__Required actions__
1. Answer these questions from the Aquila 7B page:
(a) In what month and year was Aquila 7B released?
(b) What context length does the model have?
(c) About how large is Aquila's vocabulary, and how large is LLaMA's?
2. Reproduce word for word the part of the Aquila 7B page starting with "- Organization: BAAI" and going on through "and context utilization.".

__Source text__
Aquila 7B
BAAI's Chinese-English Bilingual Model
Updated: March 16, 2026
Historical Context
Aquila 7B was released in June 2023 by BAAI (Beijing Academy of Artificial Intelligence). It was notable as one of the first Chinese open-source LLMs with native bilingual Chinese-English capabilities. In 2026, it has been superseded by models like Qwen 2.5, Yi, and DeepSeek which offer dramatically better Chinese language performance at the same or smaller sizes.
What Is Aquila 7B?
Aquila 7B is a bilingual (Chinese-English) language model developed by BAAI (Beijing Academy of Artificial Intelligence, 智源研究院). It was one of the early Chinese open-source LLMs, released alongside the FlagAI framework for training and deploying large language models.
The key differentiator of Aquila was its training data composition: approximately 40% Chinese text and 60% English text, giving it stronger Chinese language understanding than models like LLaMA which were trained almost entirely on English data. BAAI also released AquilaChat, an instruction-tuned version for conversational tasks.
The model was part of BAAI's broader FlagAI ecosystem, which included Aquila 7B, Aquila 33B, and later Aquila2 models with improved performance and longer context windows.
Technical Architecture
Model Architecture
- Type: Transformer decoder-only (GPT-style)
- Parameters: ~7 billion
- Hidden Size: 4096
- Layers: 32 transformer blocks
- Attention Heads: 32
- Context Length: 2048 tokens
- Vocabulary: ~100,000 tokens (expanded for Chinese)
- Positional Encoding: Rotary Position Embeddings (RoPE)
Training Details
- Training Data: ~600B tokens (Chinese + English)
- Chinese Ratio: ~40% of training corpus
- English Ratio: ~60% of training corpus
- Data Sources: Web crawl, books, academic papers, code
- Framework: FlagAI (BAAI's training framework)
- Organization: BAAI (智源研究院), Beijing
- Release Date: June 2023
- Variants: Aquila 7B (base), AquilaChat 7B (instruction-tuned)
Architecture Notes
Aquila's architecture is similar to LLaMA but with a significantly larger vocabulary (~100K vs LLaMA's 32K) to better handle Chinese characters and subwords. The expanded vocabulary allows more efficient tokenization of Chinese text — fewer tokens per sentence compared to models with English-centric tokenizers. This is a meaningful advantage for Chinese text processing speed and context utilization.

__Records supplied__
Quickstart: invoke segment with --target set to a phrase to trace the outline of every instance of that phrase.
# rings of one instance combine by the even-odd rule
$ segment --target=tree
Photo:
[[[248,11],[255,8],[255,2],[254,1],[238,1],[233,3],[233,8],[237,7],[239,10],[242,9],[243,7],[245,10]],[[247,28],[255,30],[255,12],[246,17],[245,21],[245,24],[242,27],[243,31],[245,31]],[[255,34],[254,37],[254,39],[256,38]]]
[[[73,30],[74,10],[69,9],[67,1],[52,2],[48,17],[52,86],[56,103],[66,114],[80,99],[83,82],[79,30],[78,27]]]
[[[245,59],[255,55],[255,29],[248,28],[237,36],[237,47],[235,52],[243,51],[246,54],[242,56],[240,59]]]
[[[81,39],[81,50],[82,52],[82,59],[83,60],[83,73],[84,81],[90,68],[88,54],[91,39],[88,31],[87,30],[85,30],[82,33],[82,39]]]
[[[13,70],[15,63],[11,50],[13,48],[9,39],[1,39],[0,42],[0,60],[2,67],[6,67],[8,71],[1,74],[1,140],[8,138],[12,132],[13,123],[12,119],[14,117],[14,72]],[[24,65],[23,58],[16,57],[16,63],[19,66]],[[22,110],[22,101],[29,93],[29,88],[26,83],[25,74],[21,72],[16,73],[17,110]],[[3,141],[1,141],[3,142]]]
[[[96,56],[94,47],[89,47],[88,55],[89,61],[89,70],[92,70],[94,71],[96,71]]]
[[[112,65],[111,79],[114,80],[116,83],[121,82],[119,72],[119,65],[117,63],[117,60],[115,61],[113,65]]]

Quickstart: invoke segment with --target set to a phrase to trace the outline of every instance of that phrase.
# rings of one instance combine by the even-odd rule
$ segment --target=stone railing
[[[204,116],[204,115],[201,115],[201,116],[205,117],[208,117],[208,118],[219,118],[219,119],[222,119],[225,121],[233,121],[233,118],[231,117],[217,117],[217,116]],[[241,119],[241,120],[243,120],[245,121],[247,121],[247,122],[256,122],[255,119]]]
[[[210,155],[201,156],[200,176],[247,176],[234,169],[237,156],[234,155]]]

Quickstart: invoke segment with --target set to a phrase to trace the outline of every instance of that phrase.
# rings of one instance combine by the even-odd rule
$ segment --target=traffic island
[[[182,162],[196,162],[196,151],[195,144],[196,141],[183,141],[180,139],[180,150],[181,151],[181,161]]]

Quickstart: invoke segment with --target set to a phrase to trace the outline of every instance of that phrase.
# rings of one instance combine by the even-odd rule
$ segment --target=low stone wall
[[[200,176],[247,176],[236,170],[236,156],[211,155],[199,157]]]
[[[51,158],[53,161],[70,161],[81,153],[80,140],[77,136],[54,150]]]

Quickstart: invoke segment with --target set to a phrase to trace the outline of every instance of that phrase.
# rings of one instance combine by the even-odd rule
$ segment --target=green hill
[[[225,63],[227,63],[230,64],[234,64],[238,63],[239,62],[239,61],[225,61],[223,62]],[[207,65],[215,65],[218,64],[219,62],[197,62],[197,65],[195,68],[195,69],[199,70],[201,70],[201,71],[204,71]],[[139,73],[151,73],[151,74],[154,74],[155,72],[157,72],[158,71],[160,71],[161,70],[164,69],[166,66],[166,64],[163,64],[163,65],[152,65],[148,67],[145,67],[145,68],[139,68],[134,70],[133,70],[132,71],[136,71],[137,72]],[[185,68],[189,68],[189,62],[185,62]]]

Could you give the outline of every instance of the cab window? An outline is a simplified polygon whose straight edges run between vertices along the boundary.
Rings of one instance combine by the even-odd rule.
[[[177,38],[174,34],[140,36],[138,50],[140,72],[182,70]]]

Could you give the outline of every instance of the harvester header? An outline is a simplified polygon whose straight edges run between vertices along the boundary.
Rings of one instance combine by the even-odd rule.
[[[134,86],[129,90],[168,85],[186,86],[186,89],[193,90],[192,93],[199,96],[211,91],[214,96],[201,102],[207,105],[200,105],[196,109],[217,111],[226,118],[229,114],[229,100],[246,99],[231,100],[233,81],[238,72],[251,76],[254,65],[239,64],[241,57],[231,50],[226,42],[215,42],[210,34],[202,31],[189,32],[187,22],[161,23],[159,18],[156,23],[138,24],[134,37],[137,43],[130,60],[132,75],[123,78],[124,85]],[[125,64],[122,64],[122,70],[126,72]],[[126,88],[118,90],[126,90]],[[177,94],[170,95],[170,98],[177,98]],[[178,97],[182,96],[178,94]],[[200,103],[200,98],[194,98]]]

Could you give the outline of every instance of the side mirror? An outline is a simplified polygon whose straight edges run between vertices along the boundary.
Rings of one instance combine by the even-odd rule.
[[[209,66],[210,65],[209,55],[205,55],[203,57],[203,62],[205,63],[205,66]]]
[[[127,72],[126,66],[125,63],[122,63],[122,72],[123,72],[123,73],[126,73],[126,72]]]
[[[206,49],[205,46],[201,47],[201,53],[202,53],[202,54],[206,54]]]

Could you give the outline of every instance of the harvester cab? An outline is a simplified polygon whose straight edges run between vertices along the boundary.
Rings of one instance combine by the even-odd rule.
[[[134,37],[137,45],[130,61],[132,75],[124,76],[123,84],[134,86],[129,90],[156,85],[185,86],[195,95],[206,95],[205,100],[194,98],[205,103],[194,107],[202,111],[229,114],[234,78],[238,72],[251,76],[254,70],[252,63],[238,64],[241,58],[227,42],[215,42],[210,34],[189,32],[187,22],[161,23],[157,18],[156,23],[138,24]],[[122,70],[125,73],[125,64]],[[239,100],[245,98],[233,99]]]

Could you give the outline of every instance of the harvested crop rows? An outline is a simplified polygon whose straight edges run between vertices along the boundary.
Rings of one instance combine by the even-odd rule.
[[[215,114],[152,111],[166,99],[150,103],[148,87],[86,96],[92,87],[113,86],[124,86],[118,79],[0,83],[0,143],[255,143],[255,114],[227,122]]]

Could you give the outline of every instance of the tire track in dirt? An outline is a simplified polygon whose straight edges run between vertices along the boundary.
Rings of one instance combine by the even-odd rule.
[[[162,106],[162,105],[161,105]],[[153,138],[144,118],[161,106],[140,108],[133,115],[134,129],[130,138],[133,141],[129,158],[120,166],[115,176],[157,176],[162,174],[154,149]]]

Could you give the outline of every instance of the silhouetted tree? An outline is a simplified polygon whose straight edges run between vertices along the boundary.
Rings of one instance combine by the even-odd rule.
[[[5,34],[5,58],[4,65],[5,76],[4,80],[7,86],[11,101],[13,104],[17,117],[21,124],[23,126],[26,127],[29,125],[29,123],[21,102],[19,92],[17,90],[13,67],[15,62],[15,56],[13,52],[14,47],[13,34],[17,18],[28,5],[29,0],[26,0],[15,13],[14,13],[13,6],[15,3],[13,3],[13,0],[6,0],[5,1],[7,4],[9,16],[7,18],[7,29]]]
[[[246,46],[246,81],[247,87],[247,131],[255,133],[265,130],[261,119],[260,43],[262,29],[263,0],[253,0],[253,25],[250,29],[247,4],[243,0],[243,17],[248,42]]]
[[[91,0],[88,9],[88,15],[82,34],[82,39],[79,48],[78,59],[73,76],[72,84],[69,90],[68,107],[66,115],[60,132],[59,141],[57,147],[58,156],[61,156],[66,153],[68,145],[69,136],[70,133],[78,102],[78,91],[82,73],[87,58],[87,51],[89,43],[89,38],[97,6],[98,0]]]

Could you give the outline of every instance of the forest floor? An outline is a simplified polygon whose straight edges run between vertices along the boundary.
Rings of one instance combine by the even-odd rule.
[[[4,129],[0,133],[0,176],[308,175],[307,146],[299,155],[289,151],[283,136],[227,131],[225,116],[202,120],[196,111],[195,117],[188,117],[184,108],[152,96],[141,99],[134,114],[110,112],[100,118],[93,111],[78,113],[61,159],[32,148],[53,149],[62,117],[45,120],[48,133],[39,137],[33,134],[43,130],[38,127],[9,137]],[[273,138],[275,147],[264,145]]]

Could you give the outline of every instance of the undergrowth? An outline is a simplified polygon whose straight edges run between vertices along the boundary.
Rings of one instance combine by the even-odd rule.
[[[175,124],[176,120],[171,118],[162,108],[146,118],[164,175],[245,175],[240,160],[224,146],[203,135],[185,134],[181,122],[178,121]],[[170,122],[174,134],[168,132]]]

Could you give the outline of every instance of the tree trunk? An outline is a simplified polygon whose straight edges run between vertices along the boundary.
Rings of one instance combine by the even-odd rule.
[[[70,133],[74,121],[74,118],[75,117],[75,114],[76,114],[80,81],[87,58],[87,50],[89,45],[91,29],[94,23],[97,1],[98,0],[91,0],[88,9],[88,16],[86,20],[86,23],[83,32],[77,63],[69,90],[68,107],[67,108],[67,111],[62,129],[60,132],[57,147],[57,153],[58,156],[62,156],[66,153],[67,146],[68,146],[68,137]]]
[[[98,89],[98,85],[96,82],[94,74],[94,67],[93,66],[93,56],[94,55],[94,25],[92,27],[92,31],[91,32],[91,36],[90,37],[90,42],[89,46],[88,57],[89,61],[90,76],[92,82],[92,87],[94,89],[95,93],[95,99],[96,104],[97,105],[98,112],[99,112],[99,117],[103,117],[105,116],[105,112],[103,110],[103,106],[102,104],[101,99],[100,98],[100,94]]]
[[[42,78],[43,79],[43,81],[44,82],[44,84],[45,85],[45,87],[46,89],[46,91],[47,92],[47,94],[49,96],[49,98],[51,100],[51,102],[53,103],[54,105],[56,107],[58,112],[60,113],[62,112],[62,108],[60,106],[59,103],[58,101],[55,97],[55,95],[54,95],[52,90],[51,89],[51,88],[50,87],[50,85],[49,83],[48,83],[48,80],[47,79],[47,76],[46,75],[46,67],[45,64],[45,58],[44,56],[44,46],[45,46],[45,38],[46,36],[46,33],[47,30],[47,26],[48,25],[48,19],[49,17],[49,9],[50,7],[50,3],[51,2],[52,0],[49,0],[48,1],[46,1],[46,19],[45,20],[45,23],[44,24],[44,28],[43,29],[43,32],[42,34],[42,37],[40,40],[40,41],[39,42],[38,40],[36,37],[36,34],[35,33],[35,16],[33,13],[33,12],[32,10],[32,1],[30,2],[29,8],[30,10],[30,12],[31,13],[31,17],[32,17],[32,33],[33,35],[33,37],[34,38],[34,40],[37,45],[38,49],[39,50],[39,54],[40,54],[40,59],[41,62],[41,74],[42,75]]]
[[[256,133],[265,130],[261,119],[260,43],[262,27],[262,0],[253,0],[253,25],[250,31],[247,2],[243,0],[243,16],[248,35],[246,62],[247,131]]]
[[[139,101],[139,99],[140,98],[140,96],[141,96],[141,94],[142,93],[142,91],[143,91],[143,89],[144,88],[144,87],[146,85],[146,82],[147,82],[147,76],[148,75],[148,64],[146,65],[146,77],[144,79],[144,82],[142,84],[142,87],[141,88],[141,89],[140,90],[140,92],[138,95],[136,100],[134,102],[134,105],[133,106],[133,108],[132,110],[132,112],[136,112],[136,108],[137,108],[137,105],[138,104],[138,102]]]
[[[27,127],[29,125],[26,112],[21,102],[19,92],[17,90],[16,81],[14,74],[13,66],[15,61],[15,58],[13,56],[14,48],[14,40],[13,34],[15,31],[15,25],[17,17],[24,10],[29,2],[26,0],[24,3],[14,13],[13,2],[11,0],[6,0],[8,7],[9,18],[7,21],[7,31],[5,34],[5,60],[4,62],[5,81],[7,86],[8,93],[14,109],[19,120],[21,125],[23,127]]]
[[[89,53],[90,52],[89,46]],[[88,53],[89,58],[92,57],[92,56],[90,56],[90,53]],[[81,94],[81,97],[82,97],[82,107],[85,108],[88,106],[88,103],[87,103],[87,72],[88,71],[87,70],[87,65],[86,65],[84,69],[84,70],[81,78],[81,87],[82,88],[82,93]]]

__Answers__
1.
(a) June 2023
(b) 2048 tokens
(c) About 100,000 tokens; LLaMA's is 32K.

2.
- Organization: BAAI (智源研究院), Beijing
- Release Date: June 2023
- Variants: Aquila 7B (base), AquilaChat 7B (instruction-tuned)
Architecture Notes
Aquila's architecture is similar to LLaMA but with a significantly larger vocabulary (~100K vs LLaMA's 32K) to better handle Chinese characters and subwords. The expanded vocabulary allows more efficient tokenization of Chinese text — fewer tokens per sentence compared to models with English-centric tokenizers. This is a meaningful advantage for Chinese text processing speed and context utilization.